[Referring expression data]
————
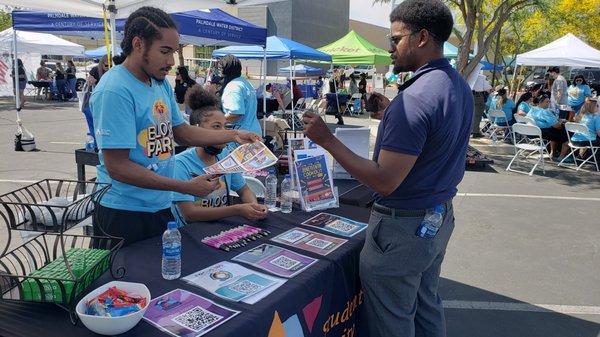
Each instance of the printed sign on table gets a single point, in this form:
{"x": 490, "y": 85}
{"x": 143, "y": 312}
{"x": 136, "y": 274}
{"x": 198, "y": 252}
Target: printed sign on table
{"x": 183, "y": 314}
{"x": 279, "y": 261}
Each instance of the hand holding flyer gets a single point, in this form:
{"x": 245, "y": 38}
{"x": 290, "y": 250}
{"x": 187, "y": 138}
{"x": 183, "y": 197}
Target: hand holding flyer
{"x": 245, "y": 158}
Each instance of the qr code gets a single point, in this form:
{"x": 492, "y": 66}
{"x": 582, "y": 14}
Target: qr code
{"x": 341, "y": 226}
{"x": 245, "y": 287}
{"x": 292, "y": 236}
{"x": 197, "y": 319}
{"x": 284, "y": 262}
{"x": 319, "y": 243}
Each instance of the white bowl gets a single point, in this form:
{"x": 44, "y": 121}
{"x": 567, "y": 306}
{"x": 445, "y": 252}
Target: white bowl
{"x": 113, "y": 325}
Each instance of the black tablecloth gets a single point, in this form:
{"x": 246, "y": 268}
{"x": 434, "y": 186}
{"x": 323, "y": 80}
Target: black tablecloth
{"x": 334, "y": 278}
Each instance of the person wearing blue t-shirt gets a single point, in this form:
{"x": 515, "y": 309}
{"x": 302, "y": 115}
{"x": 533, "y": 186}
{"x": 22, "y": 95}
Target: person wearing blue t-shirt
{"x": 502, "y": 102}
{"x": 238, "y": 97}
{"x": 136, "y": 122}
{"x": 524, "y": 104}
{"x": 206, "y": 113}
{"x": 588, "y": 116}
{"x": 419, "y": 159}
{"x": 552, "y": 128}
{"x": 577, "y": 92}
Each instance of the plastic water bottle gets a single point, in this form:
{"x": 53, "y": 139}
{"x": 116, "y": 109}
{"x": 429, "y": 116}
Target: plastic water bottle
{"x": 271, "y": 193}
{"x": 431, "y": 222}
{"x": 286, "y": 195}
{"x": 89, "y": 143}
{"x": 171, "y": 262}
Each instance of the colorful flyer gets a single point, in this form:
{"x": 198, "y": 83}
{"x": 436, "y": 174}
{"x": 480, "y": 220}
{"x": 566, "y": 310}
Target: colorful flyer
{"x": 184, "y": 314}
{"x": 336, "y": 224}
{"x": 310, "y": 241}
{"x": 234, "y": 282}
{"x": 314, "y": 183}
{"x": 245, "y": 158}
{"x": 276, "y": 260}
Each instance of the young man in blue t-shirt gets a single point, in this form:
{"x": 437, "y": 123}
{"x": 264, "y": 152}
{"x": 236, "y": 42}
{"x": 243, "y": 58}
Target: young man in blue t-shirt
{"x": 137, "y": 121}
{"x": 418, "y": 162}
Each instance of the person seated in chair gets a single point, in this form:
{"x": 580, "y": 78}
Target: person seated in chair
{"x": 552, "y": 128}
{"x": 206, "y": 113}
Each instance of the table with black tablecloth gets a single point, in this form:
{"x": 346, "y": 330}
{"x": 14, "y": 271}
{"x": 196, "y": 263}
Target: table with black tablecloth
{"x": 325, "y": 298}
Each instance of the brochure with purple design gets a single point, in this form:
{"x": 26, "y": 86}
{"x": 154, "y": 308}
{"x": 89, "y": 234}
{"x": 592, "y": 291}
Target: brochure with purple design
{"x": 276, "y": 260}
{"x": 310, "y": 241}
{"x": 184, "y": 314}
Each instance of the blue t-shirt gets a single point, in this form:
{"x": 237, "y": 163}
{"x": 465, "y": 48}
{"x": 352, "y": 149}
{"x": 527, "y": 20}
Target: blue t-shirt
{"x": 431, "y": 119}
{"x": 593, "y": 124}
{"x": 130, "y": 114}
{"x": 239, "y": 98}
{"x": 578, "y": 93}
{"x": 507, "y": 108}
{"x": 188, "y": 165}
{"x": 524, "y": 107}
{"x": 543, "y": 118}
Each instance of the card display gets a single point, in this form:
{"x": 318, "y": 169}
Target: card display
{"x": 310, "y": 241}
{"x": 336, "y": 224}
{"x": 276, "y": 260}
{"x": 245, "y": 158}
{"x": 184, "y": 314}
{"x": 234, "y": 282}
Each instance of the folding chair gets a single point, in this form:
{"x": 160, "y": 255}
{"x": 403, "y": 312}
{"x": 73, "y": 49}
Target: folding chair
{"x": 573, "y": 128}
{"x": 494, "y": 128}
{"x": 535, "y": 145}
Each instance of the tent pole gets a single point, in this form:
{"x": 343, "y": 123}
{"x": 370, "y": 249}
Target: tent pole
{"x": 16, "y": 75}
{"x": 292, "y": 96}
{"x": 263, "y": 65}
————
→ **EXERCISE DIRECTIONS**: Repeat the data exactly, without the pictures.

→ **OUTPUT OF THE TASK**:
Each instance of the printed sign on table gets a single point, in this form:
{"x": 490, "y": 85}
{"x": 143, "y": 312}
{"x": 136, "y": 274}
{"x": 198, "y": 252}
Target: printed sign on table
{"x": 183, "y": 314}
{"x": 279, "y": 261}
Each instance of the hand holding flyer gets a single point, in this form:
{"x": 245, "y": 38}
{"x": 290, "y": 250}
{"x": 187, "y": 138}
{"x": 183, "y": 197}
Target: hand holding flyer
{"x": 245, "y": 158}
Each instance of the qr code gets a single point, in this form:
{"x": 492, "y": 66}
{"x": 582, "y": 14}
Target: qr code
{"x": 341, "y": 226}
{"x": 245, "y": 287}
{"x": 292, "y": 236}
{"x": 197, "y": 319}
{"x": 284, "y": 262}
{"x": 319, "y": 243}
Each instance of the white bowl gets a single point, in this form:
{"x": 44, "y": 121}
{"x": 567, "y": 306}
{"x": 445, "y": 252}
Target: white bowl
{"x": 113, "y": 325}
Each instance of the black tablecloth gets a single point, in this form:
{"x": 246, "y": 268}
{"x": 434, "y": 186}
{"x": 323, "y": 80}
Target: black tablecloth
{"x": 334, "y": 278}
Each instance of the person wearing blue t-shirt gets a single point, in this form:
{"x": 515, "y": 309}
{"x": 302, "y": 115}
{"x": 533, "y": 186}
{"x": 22, "y": 95}
Target: person wearing blue t-shirt
{"x": 502, "y": 102}
{"x": 238, "y": 97}
{"x": 136, "y": 122}
{"x": 524, "y": 104}
{"x": 206, "y": 113}
{"x": 588, "y": 116}
{"x": 419, "y": 159}
{"x": 552, "y": 128}
{"x": 577, "y": 92}
Each instance of the plastic water bottle gets a single point, in this form:
{"x": 53, "y": 139}
{"x": 116, "y": 109}
{"x": 429, "y": 116}
Target: plastic water bottle
{"x": 271, "y": 193}
{"x": 431, "y": 222}
{"x": 286, "y": 195}
{"x": 89, "y": 143}
{"x": 171, "y": 262}
Each instance of the colorful flyer gets a single point, in this form:
{"x": 198, "y": 83}
{"x": 436, "y": 174}
{"x": 480, "y": 220}
{"x": 566, "y": 310}
Target: colorful flyer
{"x": 184, "y": 314}
{"x": 336, "y": 224}
{"x": 310, "y": 241}
{"x": 234, "y": 282}
{"x": 314, "y": 183}
{"x": 245, "y": 158}
{"x": 276, "y": 260}
Each instance of the young man in blue t-shirt gets a single point, in this form:
{"x": 437, "y": 123}
{"x": 264, "y": 152}
{"x": 236, "y": 42}
{"x": 243, "y": 58}
Target: young man in blue t-shirt
{"x": 137, "y": 121}
{"x": 418, "y": 162}
Each instance of the person seated in chair gets a single point, in this form:
{"x": 580, "y": 78}
Target: person seated in chair
{"x": 552, "y": 128}
{"x": 206, "y": 113}
Each instance of the table with black tablecloth gets a single point, in this form:
{"x": 346, "y": 330}
{"x": 14, "y": 271}
{"x": 196, "y": 263}
Target: table with black tablecloth
{"x": 325, "y": 298}
Each instance of the brochure with purple design gets a single point, in this form:
{"x": 26, "y": 86}
{"x": 154, "y": 308}
{"x": 89, "y": 234}
{"x": 592, "y": 291}
Target: brochure with purple design
{"x": 276, "y": 260}
{"x": 310, "y": 241}
{"x": 184, "y": 314}
Each instance of the blue t-shirt gets a single point, in this form:
{"x": 237, "y": 163}
{"x": 465, "y": 48}
{"x": 352, "y": 149}
{"x": 527, "y": 20}
Target: blue t-shirt
{"x": 431, "y": 119}
{"x": 593, "y": 124}
{"x": 130, "y": 114}
{"x": 239, "y": 98}
{"x": 578, "y": 93}
{"x": 507, "y": 108}
{"x": 188, "y": 165}
{"x": 524, "y": 107}
{"x": 543, "y": 118}
Each instance of the card display gets a single point, in this form:
{"x": 318, "y": 169}
Target: card display
{"x": 310, "y": 241}
{"x": 336, "y": 224}
{"x": 276, "y": 260}
{"x": 245, "y": 158}
{"x": 184, "y": 314}
{"x": 234, "y": 282}
Each instance of the folding chair gets a single point, in this form:
{"x": 160, "y": 255}
{"x": 403, "y": 312}
{"x": 73, "y": 49}
Target: folding chair
{"x": 573, "y": 128}
{"x": 494, "y": 128}
{"x": 535, "y": 145}
Each instance of the tent pole gets a single point, in this form:
{"x": 343, "y": 123}
{"x": 370, "y": 249}
Target: tent pole
{"x": 16, "y": 75}
{"x": 292, "y": 96}
{"x": 263, "y": 65}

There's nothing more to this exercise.